▶ **Goal**
Can you write out only the part of the material that opens with the line containing "Point out the dry" and runs through the end of the material, requests included, and scale every coordinate in the answers by 1.2, rounding to whole numbers with halves going up? Leave the requests and their format samples unchanged.
======== Information given ========
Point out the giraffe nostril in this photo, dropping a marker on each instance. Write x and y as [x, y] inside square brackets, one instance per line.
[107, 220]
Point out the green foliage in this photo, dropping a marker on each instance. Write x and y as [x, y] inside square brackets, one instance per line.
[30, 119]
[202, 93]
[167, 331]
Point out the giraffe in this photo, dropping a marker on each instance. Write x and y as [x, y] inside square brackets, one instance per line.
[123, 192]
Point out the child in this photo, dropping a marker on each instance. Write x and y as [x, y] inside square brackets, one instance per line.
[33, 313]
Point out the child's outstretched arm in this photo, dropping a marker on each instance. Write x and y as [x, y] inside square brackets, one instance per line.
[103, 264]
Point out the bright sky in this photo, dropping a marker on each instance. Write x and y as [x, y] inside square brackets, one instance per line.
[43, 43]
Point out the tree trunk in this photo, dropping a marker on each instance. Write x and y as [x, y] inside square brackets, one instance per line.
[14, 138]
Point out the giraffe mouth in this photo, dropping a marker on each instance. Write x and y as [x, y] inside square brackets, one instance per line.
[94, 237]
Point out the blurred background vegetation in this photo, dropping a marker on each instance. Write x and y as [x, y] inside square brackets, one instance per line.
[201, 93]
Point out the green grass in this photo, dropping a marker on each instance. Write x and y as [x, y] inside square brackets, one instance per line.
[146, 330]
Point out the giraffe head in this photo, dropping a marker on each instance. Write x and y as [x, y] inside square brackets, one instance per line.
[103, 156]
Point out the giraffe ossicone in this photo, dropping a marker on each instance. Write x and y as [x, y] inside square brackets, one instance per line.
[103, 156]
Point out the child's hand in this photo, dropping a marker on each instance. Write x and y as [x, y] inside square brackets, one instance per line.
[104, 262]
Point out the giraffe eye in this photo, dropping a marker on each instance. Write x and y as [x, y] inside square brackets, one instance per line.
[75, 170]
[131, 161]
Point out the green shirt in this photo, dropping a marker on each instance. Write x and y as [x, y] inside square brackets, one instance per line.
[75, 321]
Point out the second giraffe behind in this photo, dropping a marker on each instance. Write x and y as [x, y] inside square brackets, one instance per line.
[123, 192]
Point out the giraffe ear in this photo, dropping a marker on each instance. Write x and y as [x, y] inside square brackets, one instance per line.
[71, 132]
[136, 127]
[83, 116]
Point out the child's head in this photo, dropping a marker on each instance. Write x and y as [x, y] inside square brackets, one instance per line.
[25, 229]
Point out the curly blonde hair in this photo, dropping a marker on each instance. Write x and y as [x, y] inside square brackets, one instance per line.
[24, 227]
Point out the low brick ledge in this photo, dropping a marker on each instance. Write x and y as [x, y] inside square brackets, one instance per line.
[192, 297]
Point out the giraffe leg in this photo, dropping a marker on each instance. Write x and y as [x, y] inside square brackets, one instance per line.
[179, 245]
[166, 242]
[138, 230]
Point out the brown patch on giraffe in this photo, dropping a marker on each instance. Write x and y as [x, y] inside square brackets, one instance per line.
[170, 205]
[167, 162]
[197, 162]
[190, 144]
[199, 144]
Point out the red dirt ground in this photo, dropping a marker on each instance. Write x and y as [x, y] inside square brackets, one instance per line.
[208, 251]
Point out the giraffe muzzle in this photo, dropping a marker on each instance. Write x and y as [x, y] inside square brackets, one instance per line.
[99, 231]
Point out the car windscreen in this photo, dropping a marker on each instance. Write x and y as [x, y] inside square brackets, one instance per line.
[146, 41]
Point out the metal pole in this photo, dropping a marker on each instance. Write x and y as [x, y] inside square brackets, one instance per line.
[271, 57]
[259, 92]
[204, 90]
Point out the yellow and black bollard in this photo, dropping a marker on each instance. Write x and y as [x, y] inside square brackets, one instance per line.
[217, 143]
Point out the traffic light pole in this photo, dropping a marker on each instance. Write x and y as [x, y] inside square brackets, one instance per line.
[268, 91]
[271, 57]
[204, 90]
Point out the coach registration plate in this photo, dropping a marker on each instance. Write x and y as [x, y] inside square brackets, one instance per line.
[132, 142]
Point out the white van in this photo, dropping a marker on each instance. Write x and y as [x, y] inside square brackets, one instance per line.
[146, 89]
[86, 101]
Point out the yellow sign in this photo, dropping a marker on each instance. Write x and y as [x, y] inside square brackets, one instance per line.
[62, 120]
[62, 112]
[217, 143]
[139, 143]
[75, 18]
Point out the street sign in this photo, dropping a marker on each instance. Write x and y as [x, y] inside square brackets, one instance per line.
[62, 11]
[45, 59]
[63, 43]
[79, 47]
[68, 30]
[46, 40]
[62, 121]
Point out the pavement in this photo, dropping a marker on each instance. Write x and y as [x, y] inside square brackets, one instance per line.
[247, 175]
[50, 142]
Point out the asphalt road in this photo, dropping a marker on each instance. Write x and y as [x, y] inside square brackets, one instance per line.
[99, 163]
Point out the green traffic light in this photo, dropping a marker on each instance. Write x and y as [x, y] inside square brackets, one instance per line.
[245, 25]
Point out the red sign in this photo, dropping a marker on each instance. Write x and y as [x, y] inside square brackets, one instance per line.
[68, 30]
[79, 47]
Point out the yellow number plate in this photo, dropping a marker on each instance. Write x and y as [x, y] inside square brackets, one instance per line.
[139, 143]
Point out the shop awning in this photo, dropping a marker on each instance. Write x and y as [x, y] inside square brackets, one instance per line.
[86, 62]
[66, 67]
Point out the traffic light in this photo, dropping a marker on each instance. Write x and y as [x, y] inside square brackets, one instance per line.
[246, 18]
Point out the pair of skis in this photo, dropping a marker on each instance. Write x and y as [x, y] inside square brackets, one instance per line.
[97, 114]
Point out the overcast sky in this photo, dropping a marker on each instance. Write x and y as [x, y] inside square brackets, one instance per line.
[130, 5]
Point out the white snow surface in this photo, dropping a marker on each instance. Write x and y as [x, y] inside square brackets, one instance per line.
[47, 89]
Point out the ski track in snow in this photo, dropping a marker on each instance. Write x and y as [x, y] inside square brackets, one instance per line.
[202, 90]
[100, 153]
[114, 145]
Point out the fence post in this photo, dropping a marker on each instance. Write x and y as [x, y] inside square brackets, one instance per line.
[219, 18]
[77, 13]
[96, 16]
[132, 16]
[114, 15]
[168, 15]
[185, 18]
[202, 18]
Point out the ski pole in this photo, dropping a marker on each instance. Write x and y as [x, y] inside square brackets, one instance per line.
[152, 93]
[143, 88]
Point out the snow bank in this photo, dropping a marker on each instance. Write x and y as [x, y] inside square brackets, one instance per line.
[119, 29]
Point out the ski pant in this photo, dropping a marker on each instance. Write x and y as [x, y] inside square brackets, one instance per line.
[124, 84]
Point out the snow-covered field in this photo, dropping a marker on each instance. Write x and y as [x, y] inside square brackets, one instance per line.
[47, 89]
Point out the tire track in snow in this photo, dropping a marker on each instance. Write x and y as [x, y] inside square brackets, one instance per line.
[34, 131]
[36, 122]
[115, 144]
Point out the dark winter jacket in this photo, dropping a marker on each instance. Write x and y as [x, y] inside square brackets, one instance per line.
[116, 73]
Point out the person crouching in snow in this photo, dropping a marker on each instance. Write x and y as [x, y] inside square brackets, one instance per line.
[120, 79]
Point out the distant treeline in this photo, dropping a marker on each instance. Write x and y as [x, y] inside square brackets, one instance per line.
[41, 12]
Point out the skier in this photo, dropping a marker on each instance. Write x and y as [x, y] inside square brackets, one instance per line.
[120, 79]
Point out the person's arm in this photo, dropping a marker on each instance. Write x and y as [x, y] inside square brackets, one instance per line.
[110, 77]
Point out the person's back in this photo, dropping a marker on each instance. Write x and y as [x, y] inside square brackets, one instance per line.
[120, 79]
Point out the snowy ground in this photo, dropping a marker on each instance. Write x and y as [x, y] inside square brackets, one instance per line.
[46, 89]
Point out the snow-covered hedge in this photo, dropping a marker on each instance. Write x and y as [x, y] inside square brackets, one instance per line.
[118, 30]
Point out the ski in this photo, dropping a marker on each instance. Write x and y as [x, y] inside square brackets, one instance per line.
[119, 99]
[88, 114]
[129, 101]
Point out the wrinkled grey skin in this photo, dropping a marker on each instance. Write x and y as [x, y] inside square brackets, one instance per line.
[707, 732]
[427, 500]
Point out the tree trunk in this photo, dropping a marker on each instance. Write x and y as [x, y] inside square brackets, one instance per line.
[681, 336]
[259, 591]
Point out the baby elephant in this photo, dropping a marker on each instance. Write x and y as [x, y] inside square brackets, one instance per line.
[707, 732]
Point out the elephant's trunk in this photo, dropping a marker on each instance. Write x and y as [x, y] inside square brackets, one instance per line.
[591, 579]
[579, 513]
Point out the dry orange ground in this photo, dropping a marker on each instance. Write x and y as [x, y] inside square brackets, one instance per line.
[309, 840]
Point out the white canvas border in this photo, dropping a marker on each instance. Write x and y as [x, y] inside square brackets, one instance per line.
========
▶ **Output of the task**
Point out the dry orange ground in this photo, dropping a marker on each instance. Write x and y as [x, y] inside square brackets, one instance per line.
[371, 1008]
Point out the white canvas border in this photo, dropping a marker on each instance. Write x and y as [x, y] inside square brackets, one instance per line.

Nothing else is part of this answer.